--- WRITTEN EXERCISE ---
Find every line in the rows below that contains the string "person", matching case exactly, and copy each of those lines in full.

--- EXCERPTED DATA ---
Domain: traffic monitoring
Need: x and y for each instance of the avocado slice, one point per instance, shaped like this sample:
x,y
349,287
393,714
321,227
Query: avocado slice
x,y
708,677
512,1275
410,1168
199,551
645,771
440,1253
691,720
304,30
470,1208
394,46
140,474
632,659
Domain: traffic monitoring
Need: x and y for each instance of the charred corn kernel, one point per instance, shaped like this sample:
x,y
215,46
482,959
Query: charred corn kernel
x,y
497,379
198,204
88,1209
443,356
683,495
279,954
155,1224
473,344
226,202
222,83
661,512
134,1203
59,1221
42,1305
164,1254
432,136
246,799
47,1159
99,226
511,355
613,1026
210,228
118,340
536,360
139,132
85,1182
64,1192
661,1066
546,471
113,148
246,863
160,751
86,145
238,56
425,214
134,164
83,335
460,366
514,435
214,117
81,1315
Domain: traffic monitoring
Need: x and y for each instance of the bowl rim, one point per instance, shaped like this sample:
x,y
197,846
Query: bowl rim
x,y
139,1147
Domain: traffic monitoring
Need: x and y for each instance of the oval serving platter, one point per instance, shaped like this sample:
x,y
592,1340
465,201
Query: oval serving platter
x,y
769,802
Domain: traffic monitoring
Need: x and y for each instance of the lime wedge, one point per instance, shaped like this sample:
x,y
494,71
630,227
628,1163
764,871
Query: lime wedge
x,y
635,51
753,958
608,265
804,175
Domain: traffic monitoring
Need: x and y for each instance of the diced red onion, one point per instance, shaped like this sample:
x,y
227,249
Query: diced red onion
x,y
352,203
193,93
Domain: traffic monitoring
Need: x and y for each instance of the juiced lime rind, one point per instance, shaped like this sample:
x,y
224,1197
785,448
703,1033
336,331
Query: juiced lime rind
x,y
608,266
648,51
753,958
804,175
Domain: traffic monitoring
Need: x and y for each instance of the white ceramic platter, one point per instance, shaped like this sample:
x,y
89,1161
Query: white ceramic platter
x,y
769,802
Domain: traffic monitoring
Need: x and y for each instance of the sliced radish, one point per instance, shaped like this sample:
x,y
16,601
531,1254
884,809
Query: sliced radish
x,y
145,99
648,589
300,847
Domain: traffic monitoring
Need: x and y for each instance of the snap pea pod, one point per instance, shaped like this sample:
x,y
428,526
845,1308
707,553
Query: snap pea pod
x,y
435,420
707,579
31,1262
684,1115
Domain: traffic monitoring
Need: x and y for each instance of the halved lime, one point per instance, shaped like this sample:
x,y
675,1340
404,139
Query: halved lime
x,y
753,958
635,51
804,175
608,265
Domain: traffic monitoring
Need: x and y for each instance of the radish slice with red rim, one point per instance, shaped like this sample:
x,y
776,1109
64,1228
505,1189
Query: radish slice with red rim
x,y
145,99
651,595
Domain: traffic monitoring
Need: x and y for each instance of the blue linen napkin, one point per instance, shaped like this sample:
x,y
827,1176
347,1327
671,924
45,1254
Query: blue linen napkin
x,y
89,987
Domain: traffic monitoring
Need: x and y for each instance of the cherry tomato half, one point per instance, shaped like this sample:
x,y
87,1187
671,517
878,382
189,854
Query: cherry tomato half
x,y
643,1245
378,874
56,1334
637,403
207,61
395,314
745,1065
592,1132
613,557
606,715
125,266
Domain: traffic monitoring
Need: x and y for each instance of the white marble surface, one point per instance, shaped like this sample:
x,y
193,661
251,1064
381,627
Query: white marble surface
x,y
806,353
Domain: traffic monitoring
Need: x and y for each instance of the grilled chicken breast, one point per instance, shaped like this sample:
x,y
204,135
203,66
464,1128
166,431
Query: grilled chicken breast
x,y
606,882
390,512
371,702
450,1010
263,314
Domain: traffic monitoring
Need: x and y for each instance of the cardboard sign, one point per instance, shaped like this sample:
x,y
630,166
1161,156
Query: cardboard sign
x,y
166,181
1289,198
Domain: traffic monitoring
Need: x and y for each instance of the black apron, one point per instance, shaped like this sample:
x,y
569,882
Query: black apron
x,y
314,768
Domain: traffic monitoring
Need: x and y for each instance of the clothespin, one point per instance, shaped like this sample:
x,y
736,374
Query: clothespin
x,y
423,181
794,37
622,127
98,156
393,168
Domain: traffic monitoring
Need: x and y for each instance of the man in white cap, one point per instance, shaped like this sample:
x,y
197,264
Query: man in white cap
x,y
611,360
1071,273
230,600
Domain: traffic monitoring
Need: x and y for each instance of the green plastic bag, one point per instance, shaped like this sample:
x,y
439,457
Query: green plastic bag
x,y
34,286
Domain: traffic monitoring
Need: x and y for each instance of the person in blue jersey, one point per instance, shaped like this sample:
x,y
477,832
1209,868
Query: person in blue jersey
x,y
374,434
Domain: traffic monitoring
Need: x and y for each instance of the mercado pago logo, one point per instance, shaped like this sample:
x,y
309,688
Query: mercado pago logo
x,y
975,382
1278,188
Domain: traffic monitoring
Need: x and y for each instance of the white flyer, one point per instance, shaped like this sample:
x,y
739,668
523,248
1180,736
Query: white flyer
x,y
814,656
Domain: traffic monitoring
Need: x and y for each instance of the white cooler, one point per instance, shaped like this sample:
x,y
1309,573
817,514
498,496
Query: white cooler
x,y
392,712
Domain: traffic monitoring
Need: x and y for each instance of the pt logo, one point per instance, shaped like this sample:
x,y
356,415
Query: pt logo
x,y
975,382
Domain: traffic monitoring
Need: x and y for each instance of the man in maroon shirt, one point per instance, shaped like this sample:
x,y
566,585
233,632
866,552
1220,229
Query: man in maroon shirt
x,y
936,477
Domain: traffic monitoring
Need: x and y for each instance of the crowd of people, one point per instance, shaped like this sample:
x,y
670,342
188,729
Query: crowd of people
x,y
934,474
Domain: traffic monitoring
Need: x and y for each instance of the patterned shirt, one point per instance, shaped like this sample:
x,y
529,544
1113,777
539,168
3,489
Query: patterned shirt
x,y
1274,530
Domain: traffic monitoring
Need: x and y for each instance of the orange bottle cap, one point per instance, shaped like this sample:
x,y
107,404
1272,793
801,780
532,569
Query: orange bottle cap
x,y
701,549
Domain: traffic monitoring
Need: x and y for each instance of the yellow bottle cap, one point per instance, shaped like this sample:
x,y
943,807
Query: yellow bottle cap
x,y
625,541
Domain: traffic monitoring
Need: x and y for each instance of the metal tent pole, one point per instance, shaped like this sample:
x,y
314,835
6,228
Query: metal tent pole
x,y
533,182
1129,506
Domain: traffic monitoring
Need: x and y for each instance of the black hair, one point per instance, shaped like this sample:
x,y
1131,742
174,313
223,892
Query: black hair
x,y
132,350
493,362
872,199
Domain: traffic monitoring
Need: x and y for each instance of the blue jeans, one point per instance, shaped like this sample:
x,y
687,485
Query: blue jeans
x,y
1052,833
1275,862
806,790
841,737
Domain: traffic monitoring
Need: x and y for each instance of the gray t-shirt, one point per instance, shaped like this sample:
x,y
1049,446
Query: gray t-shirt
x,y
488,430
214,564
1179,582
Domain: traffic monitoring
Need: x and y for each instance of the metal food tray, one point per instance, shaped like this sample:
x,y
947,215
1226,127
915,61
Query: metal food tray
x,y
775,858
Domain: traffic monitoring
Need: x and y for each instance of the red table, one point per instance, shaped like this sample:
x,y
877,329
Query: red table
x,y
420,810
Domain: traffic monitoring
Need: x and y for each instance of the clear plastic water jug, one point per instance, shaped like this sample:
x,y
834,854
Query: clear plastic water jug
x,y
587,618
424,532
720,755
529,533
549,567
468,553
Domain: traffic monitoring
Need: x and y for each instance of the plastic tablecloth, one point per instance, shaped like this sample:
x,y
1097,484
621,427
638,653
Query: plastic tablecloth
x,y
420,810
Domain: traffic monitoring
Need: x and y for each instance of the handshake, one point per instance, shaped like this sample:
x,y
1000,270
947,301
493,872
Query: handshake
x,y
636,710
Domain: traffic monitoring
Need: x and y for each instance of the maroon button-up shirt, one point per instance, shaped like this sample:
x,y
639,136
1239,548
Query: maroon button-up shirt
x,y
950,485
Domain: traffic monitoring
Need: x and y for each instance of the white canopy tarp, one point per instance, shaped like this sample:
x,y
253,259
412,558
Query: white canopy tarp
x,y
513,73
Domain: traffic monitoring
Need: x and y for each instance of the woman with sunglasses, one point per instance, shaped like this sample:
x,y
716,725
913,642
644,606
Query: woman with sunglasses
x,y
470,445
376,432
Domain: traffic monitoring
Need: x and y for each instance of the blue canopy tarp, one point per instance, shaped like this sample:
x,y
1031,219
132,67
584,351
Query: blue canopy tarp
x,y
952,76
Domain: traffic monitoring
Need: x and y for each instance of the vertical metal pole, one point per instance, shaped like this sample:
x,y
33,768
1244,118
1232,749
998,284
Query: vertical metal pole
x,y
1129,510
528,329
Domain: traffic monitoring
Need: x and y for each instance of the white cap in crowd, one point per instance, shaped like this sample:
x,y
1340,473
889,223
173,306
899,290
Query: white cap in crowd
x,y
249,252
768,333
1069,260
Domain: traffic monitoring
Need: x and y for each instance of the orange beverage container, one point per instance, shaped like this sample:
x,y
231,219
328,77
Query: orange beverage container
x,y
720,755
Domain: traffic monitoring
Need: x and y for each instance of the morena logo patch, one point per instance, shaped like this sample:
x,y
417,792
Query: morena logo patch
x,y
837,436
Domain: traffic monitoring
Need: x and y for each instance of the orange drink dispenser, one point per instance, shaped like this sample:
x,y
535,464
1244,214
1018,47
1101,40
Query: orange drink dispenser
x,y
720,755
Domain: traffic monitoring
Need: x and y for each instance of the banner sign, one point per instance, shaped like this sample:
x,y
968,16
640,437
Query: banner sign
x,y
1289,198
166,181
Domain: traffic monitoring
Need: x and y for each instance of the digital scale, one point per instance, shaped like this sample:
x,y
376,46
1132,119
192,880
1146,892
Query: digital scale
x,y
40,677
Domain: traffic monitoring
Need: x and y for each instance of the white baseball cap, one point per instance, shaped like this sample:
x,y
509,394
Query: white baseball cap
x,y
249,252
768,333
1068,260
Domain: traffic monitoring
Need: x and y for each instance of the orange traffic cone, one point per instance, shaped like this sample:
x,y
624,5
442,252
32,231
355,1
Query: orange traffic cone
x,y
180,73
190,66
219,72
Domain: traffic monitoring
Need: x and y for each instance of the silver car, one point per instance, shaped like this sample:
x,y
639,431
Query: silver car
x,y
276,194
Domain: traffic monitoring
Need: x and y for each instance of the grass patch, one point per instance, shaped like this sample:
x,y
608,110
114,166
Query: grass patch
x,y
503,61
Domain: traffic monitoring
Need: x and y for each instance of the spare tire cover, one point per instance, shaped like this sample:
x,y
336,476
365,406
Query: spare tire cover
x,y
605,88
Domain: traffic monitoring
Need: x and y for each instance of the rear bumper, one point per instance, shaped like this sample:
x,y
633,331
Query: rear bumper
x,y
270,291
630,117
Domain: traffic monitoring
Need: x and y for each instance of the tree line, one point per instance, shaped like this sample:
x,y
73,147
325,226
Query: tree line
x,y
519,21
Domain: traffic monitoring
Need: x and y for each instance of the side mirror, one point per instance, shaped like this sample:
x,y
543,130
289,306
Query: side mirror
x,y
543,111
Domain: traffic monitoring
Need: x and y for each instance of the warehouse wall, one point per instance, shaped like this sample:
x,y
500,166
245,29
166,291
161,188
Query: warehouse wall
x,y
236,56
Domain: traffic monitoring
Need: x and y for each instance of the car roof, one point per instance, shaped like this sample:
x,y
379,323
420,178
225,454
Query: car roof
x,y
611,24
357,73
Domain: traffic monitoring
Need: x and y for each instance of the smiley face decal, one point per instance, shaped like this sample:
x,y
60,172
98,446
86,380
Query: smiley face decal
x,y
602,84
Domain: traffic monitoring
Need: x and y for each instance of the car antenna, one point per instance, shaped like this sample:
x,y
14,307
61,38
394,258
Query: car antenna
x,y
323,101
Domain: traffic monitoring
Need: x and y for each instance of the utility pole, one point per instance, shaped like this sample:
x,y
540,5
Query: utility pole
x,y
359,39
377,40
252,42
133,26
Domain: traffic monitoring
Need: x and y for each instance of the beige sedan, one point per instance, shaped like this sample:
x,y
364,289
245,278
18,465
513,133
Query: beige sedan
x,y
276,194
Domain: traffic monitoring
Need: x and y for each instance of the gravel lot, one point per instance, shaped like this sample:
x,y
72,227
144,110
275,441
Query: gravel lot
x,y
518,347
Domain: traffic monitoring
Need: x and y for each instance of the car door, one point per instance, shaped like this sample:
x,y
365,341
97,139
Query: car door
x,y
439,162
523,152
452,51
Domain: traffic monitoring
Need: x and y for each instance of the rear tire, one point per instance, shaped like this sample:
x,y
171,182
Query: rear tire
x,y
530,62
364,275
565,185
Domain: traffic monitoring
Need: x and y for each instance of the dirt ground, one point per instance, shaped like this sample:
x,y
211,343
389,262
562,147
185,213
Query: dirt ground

--- WRITTEN SOLUTION ---
Need: x and y for each instance of the person in blue jersey, one point per instance, shaped like this sample:
Query: person in blue jersey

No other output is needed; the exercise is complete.